◆ **Exercise goal**
Format the items below as a numbered list, giving each line its own number and leaving out any blank lines.

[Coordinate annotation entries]
● ● ●

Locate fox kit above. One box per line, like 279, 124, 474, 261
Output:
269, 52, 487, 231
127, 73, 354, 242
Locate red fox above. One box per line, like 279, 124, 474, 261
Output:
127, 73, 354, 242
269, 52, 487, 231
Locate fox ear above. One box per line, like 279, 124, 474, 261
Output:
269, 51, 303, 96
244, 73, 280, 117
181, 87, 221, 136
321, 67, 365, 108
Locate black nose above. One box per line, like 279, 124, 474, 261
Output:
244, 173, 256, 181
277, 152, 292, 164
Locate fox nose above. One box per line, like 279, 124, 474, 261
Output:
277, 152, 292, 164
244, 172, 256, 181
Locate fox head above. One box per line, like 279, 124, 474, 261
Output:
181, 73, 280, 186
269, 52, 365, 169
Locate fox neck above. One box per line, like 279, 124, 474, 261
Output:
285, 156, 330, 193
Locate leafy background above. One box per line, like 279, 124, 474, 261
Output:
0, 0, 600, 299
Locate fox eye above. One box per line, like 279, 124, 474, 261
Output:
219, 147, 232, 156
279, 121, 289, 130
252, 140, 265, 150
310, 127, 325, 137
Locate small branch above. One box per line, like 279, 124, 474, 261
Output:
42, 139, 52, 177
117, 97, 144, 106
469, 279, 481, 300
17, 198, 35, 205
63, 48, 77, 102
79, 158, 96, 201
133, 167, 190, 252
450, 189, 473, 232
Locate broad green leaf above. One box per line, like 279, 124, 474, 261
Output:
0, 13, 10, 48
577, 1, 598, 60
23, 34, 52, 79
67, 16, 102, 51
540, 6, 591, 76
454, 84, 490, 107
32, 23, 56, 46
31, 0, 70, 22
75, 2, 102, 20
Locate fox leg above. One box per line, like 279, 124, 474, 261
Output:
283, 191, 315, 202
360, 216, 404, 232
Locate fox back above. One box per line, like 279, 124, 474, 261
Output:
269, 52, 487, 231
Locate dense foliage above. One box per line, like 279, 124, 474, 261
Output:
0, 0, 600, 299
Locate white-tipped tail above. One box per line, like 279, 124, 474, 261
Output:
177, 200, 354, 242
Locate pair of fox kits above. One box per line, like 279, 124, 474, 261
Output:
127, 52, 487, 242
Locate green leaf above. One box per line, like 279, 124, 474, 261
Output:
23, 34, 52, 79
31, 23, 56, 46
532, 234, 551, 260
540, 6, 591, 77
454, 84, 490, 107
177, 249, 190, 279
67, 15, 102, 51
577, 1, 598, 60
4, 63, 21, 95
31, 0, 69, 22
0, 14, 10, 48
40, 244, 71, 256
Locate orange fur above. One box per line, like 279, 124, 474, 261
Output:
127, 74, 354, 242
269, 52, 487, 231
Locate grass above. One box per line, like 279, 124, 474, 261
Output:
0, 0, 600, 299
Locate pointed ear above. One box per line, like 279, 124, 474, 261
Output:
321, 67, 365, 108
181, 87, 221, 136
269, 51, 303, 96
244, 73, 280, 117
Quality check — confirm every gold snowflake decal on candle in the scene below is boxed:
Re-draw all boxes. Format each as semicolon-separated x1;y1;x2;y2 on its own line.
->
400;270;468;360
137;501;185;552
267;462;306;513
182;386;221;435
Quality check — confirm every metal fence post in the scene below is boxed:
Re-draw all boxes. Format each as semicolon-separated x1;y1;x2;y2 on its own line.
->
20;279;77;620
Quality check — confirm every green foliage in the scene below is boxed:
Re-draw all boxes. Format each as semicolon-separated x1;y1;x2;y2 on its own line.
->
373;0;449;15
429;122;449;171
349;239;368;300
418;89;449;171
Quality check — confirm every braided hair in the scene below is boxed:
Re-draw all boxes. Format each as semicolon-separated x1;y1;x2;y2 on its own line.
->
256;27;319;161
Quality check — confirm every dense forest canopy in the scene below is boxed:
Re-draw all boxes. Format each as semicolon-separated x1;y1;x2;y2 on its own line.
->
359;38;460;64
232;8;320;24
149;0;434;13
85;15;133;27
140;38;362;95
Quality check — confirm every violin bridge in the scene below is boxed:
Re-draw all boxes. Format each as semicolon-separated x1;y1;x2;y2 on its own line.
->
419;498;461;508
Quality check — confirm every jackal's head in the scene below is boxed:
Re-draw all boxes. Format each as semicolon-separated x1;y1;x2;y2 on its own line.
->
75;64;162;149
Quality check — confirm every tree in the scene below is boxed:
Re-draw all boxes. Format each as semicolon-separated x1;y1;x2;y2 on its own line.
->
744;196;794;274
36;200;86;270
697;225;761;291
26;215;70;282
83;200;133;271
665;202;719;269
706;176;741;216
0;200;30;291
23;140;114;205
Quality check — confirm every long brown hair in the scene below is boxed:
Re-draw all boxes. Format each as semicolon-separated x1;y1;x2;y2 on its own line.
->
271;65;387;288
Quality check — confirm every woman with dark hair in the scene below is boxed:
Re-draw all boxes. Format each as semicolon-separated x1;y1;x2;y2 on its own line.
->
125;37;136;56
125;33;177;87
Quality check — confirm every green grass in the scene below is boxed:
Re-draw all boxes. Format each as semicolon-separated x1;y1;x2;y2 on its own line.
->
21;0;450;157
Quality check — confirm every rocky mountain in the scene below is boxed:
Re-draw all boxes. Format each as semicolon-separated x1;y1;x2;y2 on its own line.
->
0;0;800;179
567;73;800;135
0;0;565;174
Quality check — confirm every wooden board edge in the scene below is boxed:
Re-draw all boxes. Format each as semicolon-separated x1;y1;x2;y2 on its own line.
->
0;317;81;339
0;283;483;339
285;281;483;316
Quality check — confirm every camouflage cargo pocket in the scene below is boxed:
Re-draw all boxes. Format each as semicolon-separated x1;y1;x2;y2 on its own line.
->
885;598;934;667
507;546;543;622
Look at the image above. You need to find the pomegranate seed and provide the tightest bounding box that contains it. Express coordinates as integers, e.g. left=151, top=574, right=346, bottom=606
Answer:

● ● ●

◆ **Expected answer**
1. Locate fox kit above. One box per line, like 279, 124, 474, 261
2. Output:
3. 269, 52, 487, 231
4. 127, 73, 354, 242
5. Locate red fox above. One box per line, like 279, 124, 474, 261
6. Output:
7. 127, 73, 354, 242
8. 269, 52, 487, 231
9. Locate fox ear above. One box per line, like 279, 124, 474, 261
10. Output:
11. 269, 51, 303, 96
12. 244, 73, 280, 117
13. 181, 87, 221, 136
14. 321, 67, 365, 108
15. Locate black nose above. One box per line, like 279, 124, 474, 261
16. Output:
17. 244, 173, 256, 181
18. 277, 152, 292, 164
19. Locate fox nose above. One box per line, like 279, 124, 474, 261
20. Output:
21. 277, 152, 292, 164
22. 244, 172, 256, 181
23. Locate fox head above. One box per line, like 279, 124, 474, 261
24. Output:
25. 181, 73, 280, 186
26. 269, 52, 365, 169
27. Locate fox neck above. One box per line, like 279, 124, 474, 261
28. Output:
29. 285, 156, 330, 193
30. Locate leafy background above. One box per line, like 279, 124, 474, 261
31. Output:
32. 0, 0, 600, 299
33. Locate fox eye above. One box per line, like 279, 124, 474, 261
34. Output:
35. 219, 147, 232, 156
36. 279, 121, 289, 130
37. 252, 140, 265, 150
38. 310, 127, 325, 137
39. Locate small branch above. One box per line, like 279, 124, 474, 261
40. Output:
41. 42, 139, 52, 177
42. 117, 97, 144, 106
43. 469, 279, 481, 300
44. 17, 198, 35, 205
45. 63, 48, 77, 102
46. 79, 158, 96, 201
47. 133, 167, 190, 252
48. 450, 189, 473, 232
49. Locate broad green leaf above. One box per line, like 279, 124, 474, 261
50. Output:
51. 0, 13, 10, 48
52. 577, 1, 598, 60
53. 23, 34, 52, 79
54. 67, 16, 102, 51
55. 540, 6, 591, 76
56. 454, 84, 490, 107
57. 32, 23, 56, 46
58. 31, 0, 70, 22
59. 75, 2, 102, 20
60. Locate fox leg above. One box per line, like 279, 124, 474, 261
61. Output:
62. 283, 191, 315, 202
63. 360, 216, 404, 232
64. Locate fox back above. One box per line, like 279, 124, 474, 261
65. Output:
66. 269, 52, 487, 231
67. Locate dense foliage above. One box per line, like 279, 124, 474, 261
68. Output:
69. 0, 0, 600, 299
70. Locate white-tipped tail above. One box per line, like 279, 124, 474, 261
71. Output:
72. 177, 200, 354, 242
73. Locate pair of fox kits above. One box per line, like 279, 124, 474, 261
74. Output:
75. 127, 52, 487, 242
76. Locate green leaf above. One box per line, like 279, 124, 474, 261
77. Output:
78. 23, 34, 52, 79
79. 31, 23, 56, 46
80. 532, 234, 551, 260
81. 540, 6, 591, 77
82. 454, 84, 490, 107
83. 177, 249, 190, 279
84. 67, 15, 102, 51
85. 577, 1, 598, 60
86. 4, 63, 21, 95
87. 31, 0, 69, 22
88. 0, 14, 10, 48
89. 40, 244, 71, 256
90. Locate orange fur above. One box per line, like 279, 124, 474, 261
91. Output:
92. 127, 74, 354, 242
93. 269, 52, 487, 231
94. Locate grass above. One box per line, like 279, 124, 474, 261
95. Output:
96. 0, 0, 600, 299
97. Locate pointed ear above. One box per line, like 279, 124, 474, 261
98. Output:
99. 321, 67, 365, 108
100. 181, 87, 221, 136
101. 269, 51, 303, 96
102. 244, 73, 280, 117
103. Quality check — confirm every gold snowflake decal on candle in the scene below is boxed:
104. Re-draw all boxes. Format each as semicolon-separated x1;y1;x2;y2 on its own line.
105. ->
106. 400;270;468;360
107. 137;501;185;552
108. 267;462;306;513
109. 182;386;221;435
110. Quality check — confirm every metal fence post in the scene below is boxed:
111. Re-draw all boxes. Format each as semicolon-separated x1;y1;x2;y2 on its own line.
112. ->
113. 20;279;77;620
114. Quality check — confirm every green foliage in the scene below is boxed:
115. Re-draw all boxes. Format each as semicolon-separated x1;y1;x2;y2 on its own line.
116. ->
117. 373;0;449;15
118. 429;122;449;171
119. 349;239;368;300
120. 418;89;449;171
121. Quality check — confirm every braided hair in the scene below is boxed:
122. Re-draw all boxes. Format each as semicolon-separated x1;y1;x2;y2 on its own line.
123. ->
124. 256;27;319;161
125. Quality check — confirm every dense forest canopy in the scene below is boxed:
126. Re-draw all boxes. Format each as semicolon-separated x1;y1;x2;y2 on its own line.
127. ->
128. 359;38;460;64
129. 232;8;320;24
130. 149;0;434;13
131. 85;15;133;27
132. 140;38;362;95
133. Quality check — confirm every violin bridge in the scene below is boxed:
134. Re-draw all boxes. Format each as semicolon-separated x1;y1;x2;y2 on its own line.
135. ->
136. 419;498;461;508
137. Quality check — confirm every jackal's head in the scene below is boxed:
138. Re-draw all boxes. Format each as semicolon-separated x1;y1;x2;y2 on its own line.
139. ->
140. 75;64;162;149
141. Quality check — confirm every tree in the scene below is boxed:
142. Re-draw all boxes. Format each as semicolon-separated x1;y1;x2;y2 on its own line.
143. ->
144. 744;196;794;274
145. 36;200;86;270
146. 697;225;761;291
147. 26;215;70;282
148. 83;200;133;271
149. 665;202;719;269
150. 706;176;741;216
151. 0;200;30;291
152. 23;140;114;205
153. Quality check — confirm every long brown hair in the scene below is boxed:
154. Re-draw all boxes. Format each as semicolon-separated x1;y1;x2;y2 on its own line.
155. ->
156. 271;65;387;288
157. Quality check — confirm every woman with dark hair in the scene below is boxed:
158. Re-draw all boxes. Format each as semicolon-separated x1;y1;x2;y2 on its own line.
159. ->
160. 125;37;136;56
161. 125;33;177;87
162. Quality check — confirm every green grass in the scene below is boxed:
163. Re-draw all boxes. Format each as semicolon-separated x1;y1;x2;y2 on its own line.
164. ->
165. 21;0;450;157
166. Quality check — confirm every rocky mountain in the scene below is boxed:
167. Re-draw all boxes. Format each as semicolon-separated x1;y1;x2;y2 on its own line.
168. ->
169. 0;0;800;179
170. 567;73;800;135
171. 0;0;565;174
172. Quality check — confirm every wooden board edge in the scene below is boxed:
173. Re-draw all boxes. Format each as semicolon-separated x1;y1;x2;y2 on its own line.
174. ->
175. 0;317;81;339
176. 0;283;483;339
177. 285;281;483;316
178. Quality check — confirm every camouflage cargo pocket in the scene below is boxed:
179. Re-draw all boxes. Format each as semicolon-separated x1;y1;x2;y2 on its own line.
180. ->
181. 885;598;934;667
182. 507;546;543;622
183. Look at the image above. You need to find the pomegranate seed and provide the tightest bounding box that contains it. Express coordinates as integers, e.g. left=151, top=574, right=346, bottom=606
184. Answer:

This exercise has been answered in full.